PROBLEM DESCRIPTION → Convert the data below into a numbered list with one line per entry, skipping any blank lines. Omit the pictures from the output.

RECORDS SUPPLIED →
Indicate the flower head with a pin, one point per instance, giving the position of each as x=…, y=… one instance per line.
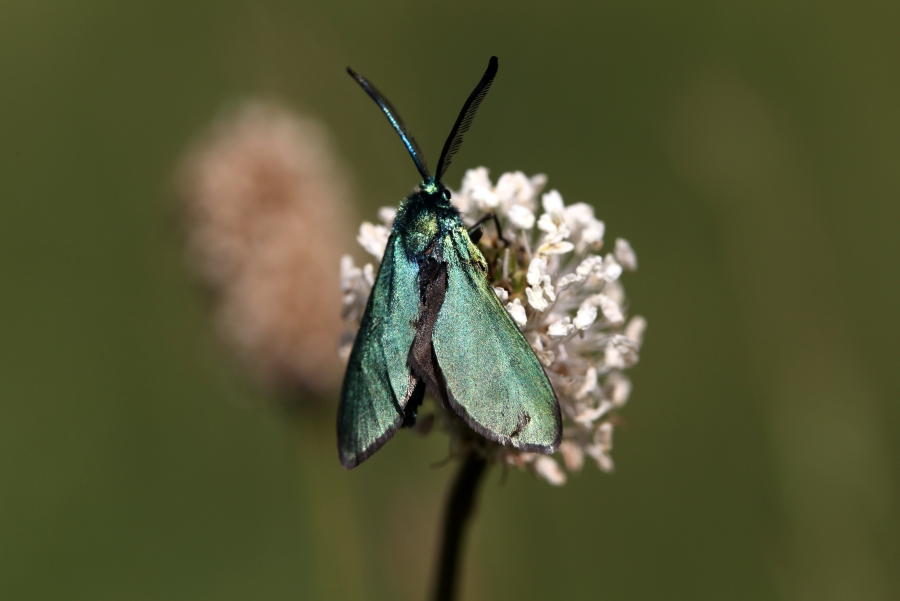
x=265, y=216
x=565, y=296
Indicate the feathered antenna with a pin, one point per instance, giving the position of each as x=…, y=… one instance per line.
x=464, y=121
x=396, y=122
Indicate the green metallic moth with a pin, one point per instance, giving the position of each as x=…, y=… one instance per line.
x=433, y=322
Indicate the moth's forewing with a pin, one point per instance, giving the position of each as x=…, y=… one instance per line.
x=494, y=380
x=377, y=384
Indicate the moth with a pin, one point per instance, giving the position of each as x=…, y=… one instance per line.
x=433, y=322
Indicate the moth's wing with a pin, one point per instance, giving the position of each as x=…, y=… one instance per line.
x=378, y=384
x=494, y=380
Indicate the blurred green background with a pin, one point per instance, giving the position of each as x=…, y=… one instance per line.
x=749, y=151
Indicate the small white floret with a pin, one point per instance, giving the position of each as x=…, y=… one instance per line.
x=561, y=328
x=536, y=297
x=611, y=310
x=555, y=248
x=517, y=312
x=587, y=314
x=625, y=254
x=537, y=269
x=521, y=217
x=387, y=215
x=373, y=238
x=634, y=331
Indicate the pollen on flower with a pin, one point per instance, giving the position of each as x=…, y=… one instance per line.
x=565, y=296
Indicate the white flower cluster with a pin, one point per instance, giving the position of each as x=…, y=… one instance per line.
x=564, y=295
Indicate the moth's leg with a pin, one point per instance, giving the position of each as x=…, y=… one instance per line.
x=476, y=231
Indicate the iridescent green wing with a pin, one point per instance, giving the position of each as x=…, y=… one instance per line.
x=378, y=383
x=494, y=380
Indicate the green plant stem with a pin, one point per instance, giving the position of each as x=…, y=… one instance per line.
x=459, y=509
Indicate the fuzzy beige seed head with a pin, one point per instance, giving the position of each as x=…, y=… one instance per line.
x=265, y=207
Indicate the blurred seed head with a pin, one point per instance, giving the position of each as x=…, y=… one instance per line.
x=265, y=206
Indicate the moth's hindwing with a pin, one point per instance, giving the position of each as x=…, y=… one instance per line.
x=378, y=383
x=494, y=380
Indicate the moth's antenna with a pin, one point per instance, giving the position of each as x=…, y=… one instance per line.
x=464, y=121
x=396, y=122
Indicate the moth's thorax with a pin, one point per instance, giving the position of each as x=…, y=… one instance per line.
x=425, y=216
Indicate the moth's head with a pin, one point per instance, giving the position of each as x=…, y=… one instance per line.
x=435, y=190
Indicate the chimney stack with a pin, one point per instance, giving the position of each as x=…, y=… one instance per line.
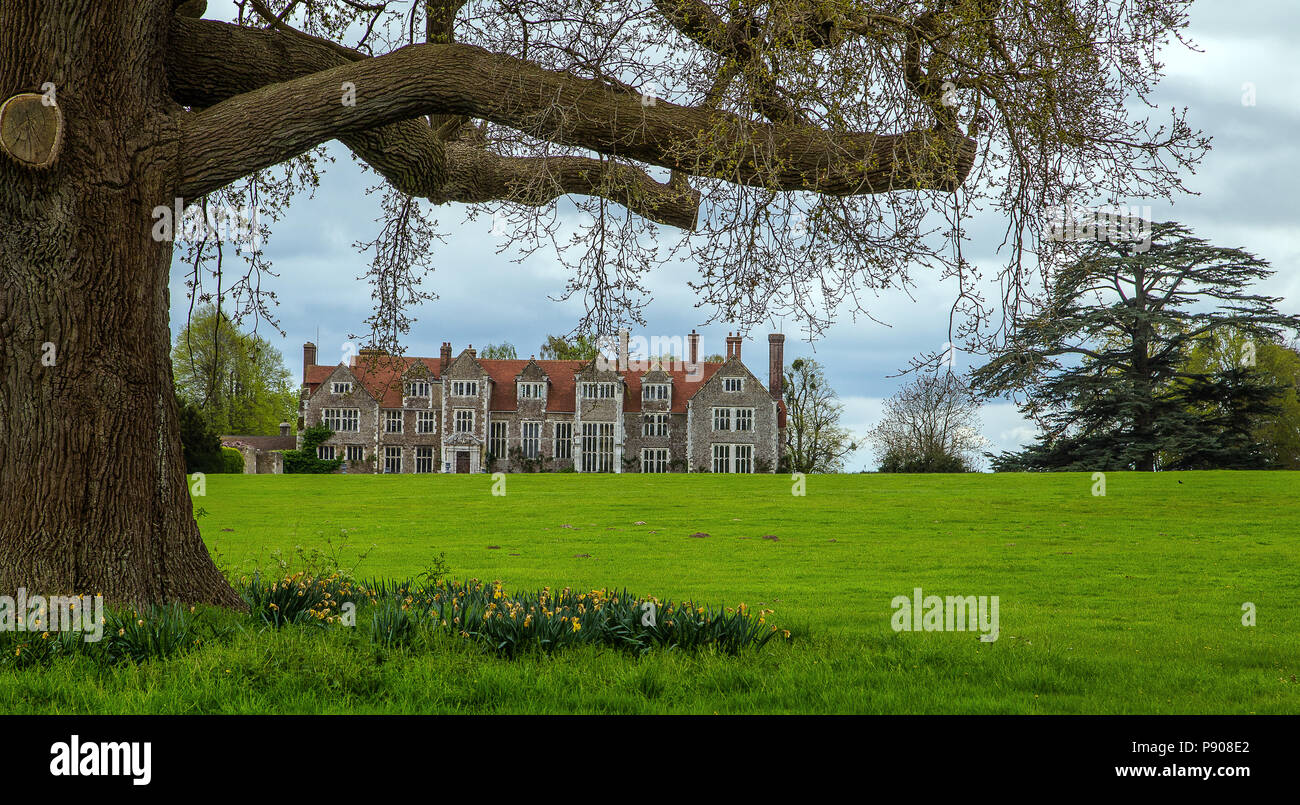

ANSWER TO THE TASK →
1. Indicate the flower head with a pin, one point per instance, giving the position of each as x=…, y=… one instance per line.
2. x=265, y=216
3. x=565, y=296
4. Indicate the feathered antenna with a pin, one point per instance, giving the position of each as x=…, y=… one instance per line.
5. x=464, y=121
6. x=396, y=122
7. Indicate the green metallic moth with a pin, one point per instance, giving the position of each as x=…, y=… one instance per line.
8. x=433, y=322
9. Indicate the moth's forewing with a pin, one point per instance, giving the position of each as x=…, y=… one instance per line.
10. x=494, y=380
11. x=377, y=384
12. Indicate the moth with a pin, one point per instance, giving the position of each as x=…, y=… one instance per line.
13. x=433, y=322
14. Indicate the moth's wing with a pin, one point per instance, giving the position of each as x=…, y=… one instance per line.
15. x=378, y=384
16. x=494, y=380
17. Indicate the blurred green background with a pin, one point per instance, giving the position of each as x=…, y=… one instance per line.
18. x=749, y=151
19. Indicate the small white floret with a pin, one point per instance, giving the position of each as x=…, y=… one instance per line.
20. x=561, y=328
21. x=536, y=297
22. x=611, y=310
23. x=555, y=248
24. x=517, y=312
25. x=587, y=314
26. x=625, y=254
27. x=537, y=269
28. x=521, y=217
29. x=387, y=215
30. x=373, y=238
31. x=634, y=331
32. Indicate the pollen on flower with a pin, one point per instance, giving the position of each as x=…, y=… one instance per line.
33. x=565, y=296
34. Indicate the white flower cluster with a pin, one point per instance, giving the position of each as x=…, y=… one instance per line.
35. x=564, y=295
36. Indicate the moth's leg with a pin, one point per instance, giving the position of each as x=…, y=… one instance per line.
37. x=476, y=231
38. Indicate the iridescent green wing with a pin, one point per instance, giving the position of each as x=…, y=… one instance per line.
39. x=378, y=383
40. x=494, y=380
41. Indicate the green plant stem with a pin, one point per instance, giving the position of each as x=…, y=… one instance per line.
42. x=459, y=509
43. Indicate the fuzzy beige seed head with a pin, one point per instance, giving the position of each as x=…, y=… one instance per line.
44. x=265, y=207
45. Indicate the blurred seed head with a pin, one point per instance, giving the position of each as x=…, y=… one instance per line.
46. x=265, y=206
47. Indicate the moth's hindwing with a pin, one point per instance, giving the position of each as x=…, y=… one instance per line.
48. x=378, y=383
49. x=494, y=380
50. Indicate the moth's antenna with a pin, one point per instance, giving the position of each as x=…, y=… one instance per line.
51. x=464, y=121
52. x=396, y=122
53. Indicate the moth's thorax with a pin, one point per instance, giving the position of each as x=…, y=… one instance per line.
54. x=425, y=216
55. Indicate the moth's head with a pin, one point per instance, giving the position of each as x=…, y=… one instance per line.
56. x=435, y=190
57. Indicate the chimney stack with a pin, one point per instance, giving the position of each as x=…, y=… one instance per line.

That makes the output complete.